Short exercise. Convert the items running from the line that contains "Provide the segmentation of every instance of the white knit" through the line that contains "102), (58, 112)]]", both included, into a two-column CSV with the columns instruction and segmentation. Give one row per item, with its text and its answer each in a single quoted field, line breaks replaced by spaces, and pictures omitted.

Working data.
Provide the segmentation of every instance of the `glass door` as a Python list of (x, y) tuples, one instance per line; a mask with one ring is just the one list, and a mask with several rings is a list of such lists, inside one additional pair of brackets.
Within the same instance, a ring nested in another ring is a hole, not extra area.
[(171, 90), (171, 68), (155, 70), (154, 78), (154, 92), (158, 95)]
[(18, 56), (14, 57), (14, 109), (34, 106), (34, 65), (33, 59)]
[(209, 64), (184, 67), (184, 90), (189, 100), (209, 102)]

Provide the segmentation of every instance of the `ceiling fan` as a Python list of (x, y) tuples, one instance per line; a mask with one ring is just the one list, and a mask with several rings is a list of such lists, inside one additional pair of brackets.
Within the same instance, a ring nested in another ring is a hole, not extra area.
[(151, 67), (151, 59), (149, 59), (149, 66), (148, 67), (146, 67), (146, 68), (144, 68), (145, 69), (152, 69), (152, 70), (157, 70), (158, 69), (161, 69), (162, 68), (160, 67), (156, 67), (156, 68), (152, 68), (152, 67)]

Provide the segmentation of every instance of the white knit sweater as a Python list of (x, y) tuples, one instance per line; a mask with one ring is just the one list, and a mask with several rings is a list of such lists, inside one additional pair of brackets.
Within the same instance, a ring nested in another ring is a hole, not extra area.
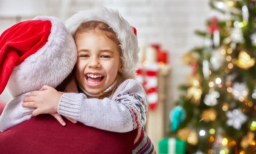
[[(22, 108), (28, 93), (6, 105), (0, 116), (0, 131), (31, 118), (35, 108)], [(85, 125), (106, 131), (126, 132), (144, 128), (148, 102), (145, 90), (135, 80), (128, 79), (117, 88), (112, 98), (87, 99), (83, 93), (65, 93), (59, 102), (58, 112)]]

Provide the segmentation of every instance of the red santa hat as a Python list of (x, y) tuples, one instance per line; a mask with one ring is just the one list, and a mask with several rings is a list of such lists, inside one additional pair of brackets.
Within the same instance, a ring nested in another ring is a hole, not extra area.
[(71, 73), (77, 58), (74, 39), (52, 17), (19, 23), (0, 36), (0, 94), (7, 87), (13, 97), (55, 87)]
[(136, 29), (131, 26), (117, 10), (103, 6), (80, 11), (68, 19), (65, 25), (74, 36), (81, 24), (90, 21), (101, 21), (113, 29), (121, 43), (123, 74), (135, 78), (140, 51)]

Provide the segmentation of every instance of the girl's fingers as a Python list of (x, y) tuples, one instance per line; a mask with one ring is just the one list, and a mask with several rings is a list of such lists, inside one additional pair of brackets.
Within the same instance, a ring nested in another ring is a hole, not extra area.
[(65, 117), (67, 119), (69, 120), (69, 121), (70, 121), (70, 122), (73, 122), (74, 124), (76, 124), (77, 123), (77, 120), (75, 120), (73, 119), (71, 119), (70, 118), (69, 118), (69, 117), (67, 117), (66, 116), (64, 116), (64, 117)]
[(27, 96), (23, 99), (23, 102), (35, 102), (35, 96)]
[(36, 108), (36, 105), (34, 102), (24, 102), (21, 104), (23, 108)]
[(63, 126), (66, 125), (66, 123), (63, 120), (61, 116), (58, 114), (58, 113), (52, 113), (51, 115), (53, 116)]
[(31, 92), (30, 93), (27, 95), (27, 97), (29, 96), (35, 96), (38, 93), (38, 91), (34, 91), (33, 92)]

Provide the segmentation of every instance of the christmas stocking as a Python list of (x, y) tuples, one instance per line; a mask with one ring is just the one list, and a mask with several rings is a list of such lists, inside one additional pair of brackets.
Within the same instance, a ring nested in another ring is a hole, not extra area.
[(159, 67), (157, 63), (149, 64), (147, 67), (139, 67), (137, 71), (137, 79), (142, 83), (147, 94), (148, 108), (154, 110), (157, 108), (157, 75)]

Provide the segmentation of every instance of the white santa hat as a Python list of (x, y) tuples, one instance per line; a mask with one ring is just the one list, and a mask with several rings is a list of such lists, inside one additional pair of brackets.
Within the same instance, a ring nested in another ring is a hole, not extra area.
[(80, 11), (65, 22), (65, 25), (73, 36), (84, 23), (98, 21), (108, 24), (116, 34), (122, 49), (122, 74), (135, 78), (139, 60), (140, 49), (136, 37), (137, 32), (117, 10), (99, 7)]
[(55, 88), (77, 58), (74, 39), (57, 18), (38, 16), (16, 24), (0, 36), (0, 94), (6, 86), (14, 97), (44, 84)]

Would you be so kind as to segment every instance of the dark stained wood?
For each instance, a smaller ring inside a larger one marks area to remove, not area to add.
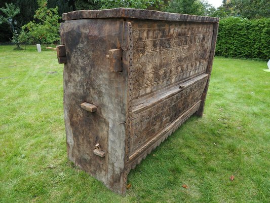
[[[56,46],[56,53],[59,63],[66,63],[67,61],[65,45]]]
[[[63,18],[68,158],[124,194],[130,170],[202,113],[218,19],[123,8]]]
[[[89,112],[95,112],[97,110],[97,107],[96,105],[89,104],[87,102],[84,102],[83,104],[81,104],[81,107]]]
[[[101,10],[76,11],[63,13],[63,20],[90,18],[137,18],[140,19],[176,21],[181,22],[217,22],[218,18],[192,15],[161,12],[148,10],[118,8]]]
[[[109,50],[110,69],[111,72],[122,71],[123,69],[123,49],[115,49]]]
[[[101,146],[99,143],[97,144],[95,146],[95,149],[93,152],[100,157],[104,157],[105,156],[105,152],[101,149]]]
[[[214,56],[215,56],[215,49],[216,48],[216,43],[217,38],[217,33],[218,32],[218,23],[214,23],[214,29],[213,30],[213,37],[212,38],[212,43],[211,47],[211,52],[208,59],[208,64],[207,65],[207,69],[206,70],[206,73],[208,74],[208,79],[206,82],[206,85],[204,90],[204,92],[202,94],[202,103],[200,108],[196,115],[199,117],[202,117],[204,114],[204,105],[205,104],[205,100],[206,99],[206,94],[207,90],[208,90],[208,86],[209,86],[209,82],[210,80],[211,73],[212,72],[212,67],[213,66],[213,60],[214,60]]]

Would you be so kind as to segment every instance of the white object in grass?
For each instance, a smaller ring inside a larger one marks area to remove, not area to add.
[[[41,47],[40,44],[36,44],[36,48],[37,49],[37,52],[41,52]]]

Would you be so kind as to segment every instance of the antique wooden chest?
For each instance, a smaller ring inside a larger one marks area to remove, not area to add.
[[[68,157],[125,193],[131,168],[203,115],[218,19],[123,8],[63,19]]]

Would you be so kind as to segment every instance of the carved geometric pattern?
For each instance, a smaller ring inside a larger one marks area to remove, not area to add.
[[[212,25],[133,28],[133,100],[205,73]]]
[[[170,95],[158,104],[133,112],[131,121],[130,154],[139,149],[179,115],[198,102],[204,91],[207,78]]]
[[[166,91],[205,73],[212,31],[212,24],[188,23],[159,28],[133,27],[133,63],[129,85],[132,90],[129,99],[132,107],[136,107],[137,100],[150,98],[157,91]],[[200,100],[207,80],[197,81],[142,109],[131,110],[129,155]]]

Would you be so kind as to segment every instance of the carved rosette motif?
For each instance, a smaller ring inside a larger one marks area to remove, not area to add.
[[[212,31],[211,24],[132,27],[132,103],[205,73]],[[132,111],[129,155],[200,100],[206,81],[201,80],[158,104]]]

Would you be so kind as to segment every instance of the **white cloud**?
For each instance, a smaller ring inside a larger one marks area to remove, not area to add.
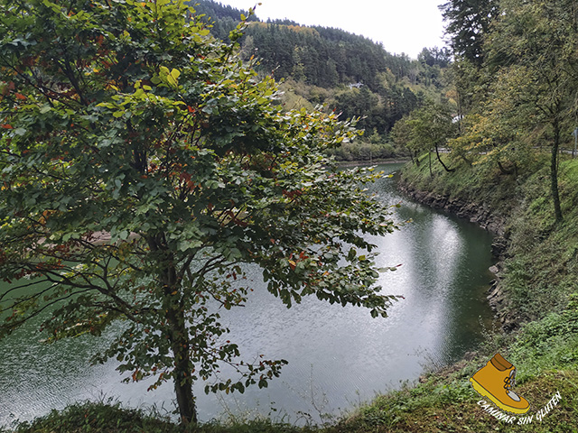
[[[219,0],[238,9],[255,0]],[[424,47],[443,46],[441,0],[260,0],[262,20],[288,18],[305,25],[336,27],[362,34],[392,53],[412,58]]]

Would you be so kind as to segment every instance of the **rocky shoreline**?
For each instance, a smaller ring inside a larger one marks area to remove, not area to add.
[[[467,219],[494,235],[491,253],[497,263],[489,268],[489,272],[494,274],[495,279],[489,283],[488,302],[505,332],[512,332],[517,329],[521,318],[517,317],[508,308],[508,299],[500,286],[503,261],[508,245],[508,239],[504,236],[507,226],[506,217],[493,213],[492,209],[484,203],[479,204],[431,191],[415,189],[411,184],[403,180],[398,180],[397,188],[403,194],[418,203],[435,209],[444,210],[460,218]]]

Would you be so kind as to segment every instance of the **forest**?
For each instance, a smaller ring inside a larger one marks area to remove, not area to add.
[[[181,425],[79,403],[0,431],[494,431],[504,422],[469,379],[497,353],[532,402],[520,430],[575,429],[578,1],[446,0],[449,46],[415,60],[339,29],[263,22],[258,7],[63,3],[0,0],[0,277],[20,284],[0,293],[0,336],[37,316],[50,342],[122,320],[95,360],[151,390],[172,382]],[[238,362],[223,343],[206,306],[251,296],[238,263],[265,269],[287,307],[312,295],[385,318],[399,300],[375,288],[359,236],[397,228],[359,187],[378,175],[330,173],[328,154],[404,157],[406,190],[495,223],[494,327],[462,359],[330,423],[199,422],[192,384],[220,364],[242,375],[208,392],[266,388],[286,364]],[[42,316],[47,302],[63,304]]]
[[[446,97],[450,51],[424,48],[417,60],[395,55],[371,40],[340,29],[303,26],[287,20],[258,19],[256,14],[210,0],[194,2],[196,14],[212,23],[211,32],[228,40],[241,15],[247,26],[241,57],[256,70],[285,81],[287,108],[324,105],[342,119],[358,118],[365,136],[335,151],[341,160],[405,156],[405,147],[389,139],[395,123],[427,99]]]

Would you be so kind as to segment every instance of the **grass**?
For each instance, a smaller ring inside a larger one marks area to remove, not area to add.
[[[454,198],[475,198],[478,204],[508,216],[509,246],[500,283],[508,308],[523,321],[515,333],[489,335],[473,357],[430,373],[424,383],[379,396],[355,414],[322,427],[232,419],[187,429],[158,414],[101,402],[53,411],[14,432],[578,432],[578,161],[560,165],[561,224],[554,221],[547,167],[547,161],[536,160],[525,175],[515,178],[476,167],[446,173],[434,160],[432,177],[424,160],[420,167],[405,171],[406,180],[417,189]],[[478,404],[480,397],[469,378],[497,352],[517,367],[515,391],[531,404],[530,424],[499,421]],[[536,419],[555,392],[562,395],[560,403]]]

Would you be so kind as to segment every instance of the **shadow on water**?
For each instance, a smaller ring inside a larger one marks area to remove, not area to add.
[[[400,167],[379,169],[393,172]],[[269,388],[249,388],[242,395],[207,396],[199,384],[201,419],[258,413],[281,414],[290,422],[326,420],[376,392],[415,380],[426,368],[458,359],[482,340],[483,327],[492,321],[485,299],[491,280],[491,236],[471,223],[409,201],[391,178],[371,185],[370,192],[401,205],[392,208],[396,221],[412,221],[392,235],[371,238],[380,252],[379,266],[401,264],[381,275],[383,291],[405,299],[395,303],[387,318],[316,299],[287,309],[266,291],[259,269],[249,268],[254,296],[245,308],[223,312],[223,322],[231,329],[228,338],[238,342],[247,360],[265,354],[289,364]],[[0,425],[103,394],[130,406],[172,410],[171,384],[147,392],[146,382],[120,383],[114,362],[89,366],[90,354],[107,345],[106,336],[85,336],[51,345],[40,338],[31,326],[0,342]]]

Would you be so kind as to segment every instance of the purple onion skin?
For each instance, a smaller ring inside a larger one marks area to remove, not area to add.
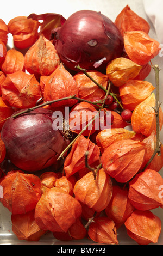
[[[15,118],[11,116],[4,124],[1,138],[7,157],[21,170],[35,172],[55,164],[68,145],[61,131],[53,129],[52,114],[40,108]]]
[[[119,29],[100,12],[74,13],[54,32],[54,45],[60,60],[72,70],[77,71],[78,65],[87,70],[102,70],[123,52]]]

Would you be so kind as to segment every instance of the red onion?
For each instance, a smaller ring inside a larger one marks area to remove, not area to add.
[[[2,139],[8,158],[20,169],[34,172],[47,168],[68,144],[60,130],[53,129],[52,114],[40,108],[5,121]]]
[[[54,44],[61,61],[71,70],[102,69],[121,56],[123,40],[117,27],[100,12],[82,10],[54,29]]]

Written solution.
instruction,segmentation
"Provide the segmentation of every instance of the white knit sweater as a Python list of (x, y) tuples, one instance per line; a mask with one ring is just the one list, and a mask with several rings is a list of such lists, inside one additional pair of brackets. Within the same instance, a ring nested in another ring is a hole, not extra area.","[[(22, 108), (28, 93), (6, 105), (0, 116), (0, 131), (31, 118), (35, 108)], [(85, 125), (106, 131), (126, 132), (144, 128), (148, 102), (145, 90), (135, 80), (128, 79), (117, 88), (112, 98), (87, 99), (83, 93), (65, 93), (59, 102), (58, 112)]]"